§ Data records:
--------------------------------------------------

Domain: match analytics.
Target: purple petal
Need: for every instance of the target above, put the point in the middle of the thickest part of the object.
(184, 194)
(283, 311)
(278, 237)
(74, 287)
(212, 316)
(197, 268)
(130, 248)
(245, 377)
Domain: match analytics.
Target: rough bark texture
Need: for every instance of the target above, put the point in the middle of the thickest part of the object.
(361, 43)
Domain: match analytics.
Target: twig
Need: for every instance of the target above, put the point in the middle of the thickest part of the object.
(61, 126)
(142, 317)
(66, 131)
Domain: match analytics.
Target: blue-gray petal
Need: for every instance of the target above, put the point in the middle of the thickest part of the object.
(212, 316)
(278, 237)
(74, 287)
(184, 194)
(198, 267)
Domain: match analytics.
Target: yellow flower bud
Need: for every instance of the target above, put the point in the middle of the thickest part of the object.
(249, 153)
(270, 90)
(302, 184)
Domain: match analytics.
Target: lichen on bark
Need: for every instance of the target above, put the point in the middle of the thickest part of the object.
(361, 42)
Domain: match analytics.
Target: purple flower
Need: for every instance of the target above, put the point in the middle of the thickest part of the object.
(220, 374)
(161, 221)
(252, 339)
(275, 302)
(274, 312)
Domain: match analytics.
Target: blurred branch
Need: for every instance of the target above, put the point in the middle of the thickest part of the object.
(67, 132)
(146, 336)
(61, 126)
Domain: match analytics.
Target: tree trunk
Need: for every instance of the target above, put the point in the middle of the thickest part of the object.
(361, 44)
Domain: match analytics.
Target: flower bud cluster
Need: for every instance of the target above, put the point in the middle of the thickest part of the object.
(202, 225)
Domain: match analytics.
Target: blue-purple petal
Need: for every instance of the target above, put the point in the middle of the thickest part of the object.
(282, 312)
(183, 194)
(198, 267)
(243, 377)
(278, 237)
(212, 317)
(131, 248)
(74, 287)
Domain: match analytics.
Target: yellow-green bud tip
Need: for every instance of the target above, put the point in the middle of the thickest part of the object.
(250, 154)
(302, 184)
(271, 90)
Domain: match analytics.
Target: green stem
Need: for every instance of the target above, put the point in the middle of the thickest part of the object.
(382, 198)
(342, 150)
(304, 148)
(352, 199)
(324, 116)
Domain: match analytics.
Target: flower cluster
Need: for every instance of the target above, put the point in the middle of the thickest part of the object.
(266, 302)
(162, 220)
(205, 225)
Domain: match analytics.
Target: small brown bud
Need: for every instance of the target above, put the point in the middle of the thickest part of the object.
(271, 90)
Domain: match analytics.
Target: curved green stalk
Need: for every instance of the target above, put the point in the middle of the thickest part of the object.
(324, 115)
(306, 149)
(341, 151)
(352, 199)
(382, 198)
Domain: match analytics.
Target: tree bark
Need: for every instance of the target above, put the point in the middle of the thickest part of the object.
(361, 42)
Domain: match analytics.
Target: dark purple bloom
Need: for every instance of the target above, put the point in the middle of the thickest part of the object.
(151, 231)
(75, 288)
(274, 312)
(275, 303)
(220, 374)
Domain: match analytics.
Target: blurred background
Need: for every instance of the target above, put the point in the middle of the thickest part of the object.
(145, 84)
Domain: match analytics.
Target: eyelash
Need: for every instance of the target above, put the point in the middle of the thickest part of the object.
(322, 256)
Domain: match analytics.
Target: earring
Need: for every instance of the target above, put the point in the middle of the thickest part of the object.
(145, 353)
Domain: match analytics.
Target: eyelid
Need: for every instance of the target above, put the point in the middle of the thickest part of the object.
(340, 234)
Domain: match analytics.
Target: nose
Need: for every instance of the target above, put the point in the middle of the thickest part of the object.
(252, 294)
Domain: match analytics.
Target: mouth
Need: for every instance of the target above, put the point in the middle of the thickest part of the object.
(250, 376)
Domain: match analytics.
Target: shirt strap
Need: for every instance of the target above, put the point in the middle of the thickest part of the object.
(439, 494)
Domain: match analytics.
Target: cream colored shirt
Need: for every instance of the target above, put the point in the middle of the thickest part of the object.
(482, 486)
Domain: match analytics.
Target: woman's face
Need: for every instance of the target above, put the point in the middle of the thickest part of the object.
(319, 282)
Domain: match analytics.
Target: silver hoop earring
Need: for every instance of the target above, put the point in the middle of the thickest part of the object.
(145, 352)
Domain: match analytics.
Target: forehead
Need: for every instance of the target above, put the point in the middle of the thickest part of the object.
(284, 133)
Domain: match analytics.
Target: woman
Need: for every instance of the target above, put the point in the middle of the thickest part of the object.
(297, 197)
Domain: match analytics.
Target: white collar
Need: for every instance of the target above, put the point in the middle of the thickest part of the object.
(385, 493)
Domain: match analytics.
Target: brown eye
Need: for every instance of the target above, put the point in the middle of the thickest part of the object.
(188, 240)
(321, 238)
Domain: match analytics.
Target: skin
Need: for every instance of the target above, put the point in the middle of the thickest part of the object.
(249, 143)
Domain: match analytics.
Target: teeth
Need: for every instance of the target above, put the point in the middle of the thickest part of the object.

--------------------------------------------------

§ Task: Print out every entry, keeping each one exact.

§ Answer to the problem:
Domain: match analytics.
Target: purple petal
Need: for every instance of the target above, put the point in the middle of the thickest part of the object.
(184, 194)
(283, 311)
(278, 237)
(74, 287)
(212, 316)
(197, 268)
(130, 248)
(245, 377)
Domain: match analytics.
Target: rough bark texture
Need: for every instance of the target above, put the point in the middle of the thickest part of the object.
(361, 43)
Domain: match analytics.
Target: twig
Need: for every instance of the target above, put the point in the middle of the thickest part of the object.
(61, 126)
(142, 317)
(66, 131)
Domain: match analytics.
Target: blue-gray petal
Need: for every instance of the target above, put the point in the middle of the thickest part of the object.
(212, 316)
(278, 237)
(74, 287)
(184, 194)
(198, 267)
Domain: match analytics.
Target: yellow flower bud
Need: for every instance of the target above, put the point in the middle of the thickest part of the object.
(249, 153)
(270, 90)
(302, 184)
Domain: match analytics.
Target: lichen on bark
Need: for every instance of the target above, put the point in the middle of the thickest part of the object.
(361, 42)
Domain: match analytics.
Target: purple flower
Need: for every instance of the target above, put the point in the middle of the thickest part of the object.
(220, 374)
(161, 221)
(252, 339)
(275, 302)
(274, 312)
Domain: match analytics.
Target: blurred branch
Need: for every instance of the target above, put the point in the middle of the thickest part of the object.
(67, 132)
(146, 336)
(61, 126)
Domain: match analytics.
Target: tree trunk
Need: for every instance of the target above, put the point in the middle of the thickest part of the object.
(361, 44)
Domain: match analytics.
Target: flower bud cluster
Need: for every instance of the target above, put the point in the middle of the thickest part of the object.
(202, 225)
Domain: match analytics.
Target: blue-purple petal
Need: for every instance of the target above, put the point in the middle of the thickest part of the object.
(282, 312)
(183, 194)
(198, 267)
(243, 377)
(278, 237)
(212, 317)
(131, 248)
(74, 287)
Domain: match analytics.
Target: yellow-green bud tip
Need: for every instance of the target above, put the point in the middle of the thickest part of the object.
(250, 154)
(302, 184)
(271, 90)
Domain: match analytics.
Target: green stem
Need: for every instance of the target above, put the point in the middle of the thickest part of the object.
(382, 198)
(342, 150)
(304, 148)
(352, 199)
(324, 116)
Domain: match analytics.
Target: flower cluster
Need: for every instance of the target above, put the point in the middle of the thickest part of the object.
(266, 302)
(162, 220)
(205, 225)
Domain: match analytics.
Target: small brown bud
Need: for every instance of the target above, put the point in the middle of the thickest part of the object.
(271, 90)
Domain: match analytics.
Target: curved green stalk
Need: for every instance of the target above, put the point in the middle of the thickest part of the object.
(324, 115)
(306, 149)
(341, 151)
(352, 199)
(382, 198)
Domain: match analytics.
Target: tree bark
Need: for every instance of the target above, put the point in the middle of the thickest part of the object.
(361, 42)
Domain: match analytics.
Target: dark purple bloom
Need: for every instance of the target above, put the point in the middle of the thickest part of the object.
(151, 231)
(75, 288)
(274, 312)
(275, 303)
(220, 374)
Domain: match analytics.
Target: blurred background
Need: for every instance of the target above, put the point in the middle of the thickest part of the object.
(145, 84)
Domain: match analytics.
Target: eyelash
Need: for every instance of the target above, put the point in the middle of the thickest part of the object.
(322, 256)
Domain: match analytics.
Target: earring
Need: for every instance of the target above, put the point in the middle of the thickest part of the object.
(145, 353)
Domain: match analytics.
Target: eyelid
Need: for every instance of the target above, put the point in the middle of the thickest part of the object.
(340, 234)
Domain: match analytics.
Target: nose
Need: for every instance of the target above, put the point in the middle of the thickest part of the object.
(252, 294)
Domain: match analytics.
Target: mouth
Need: for every instance of the target above, put the point in the middle of the thickest part of the object.
(250, 376)
Domain: match analytics.
Target: shirt strap
Need: for every instance of the target above, put the point in the middle of the thickest part of the object.
(439, 494)
Domain: match analytics.
Target: cream colored shirt
Need: for every instance of the target above, put the point in the middle of the thickest part of the object.
(482, 486)
Domain: match analytics.
Target: woman's face
Need: for every instance of the target above, put the point in the middle of the thickest part of the object.
(319, 282)
Domain: match analytics.
Target: silver hoop earring
Need: for every instance of the target above, put the point in the middle of the thickest part of the object.
(145, 352)
Domain: match analytics.
Target: forehead
Need: for every instance of the target above, put the point in the middle of the thickest part of the object.
(284, 133)
Domain: match analytics.
Target: woman
Need: for every instance of the target above, put the point in the middle of the thickest part of the object.
(297, 197)
Domain: match analytics.
Target: white collar
Need: for every instance of the target above, put the point in the middle of the thickest part of the object.
(385, 493)
Domain: match analytics.
Target: brown eye
Need: for every instance of the target above, put the point in the middle of the thickest part of the object.
(188, 240)
(321, 238)
Domain: match analytics.
Target: skin
Need: for every instance of the target above, put the point in the middle of the thickest part of the object.
(249, 143)
Domain: match analytics.
Target: teeth
Need: for every instance of the target above, put the point in the middle of the thickest part of the object.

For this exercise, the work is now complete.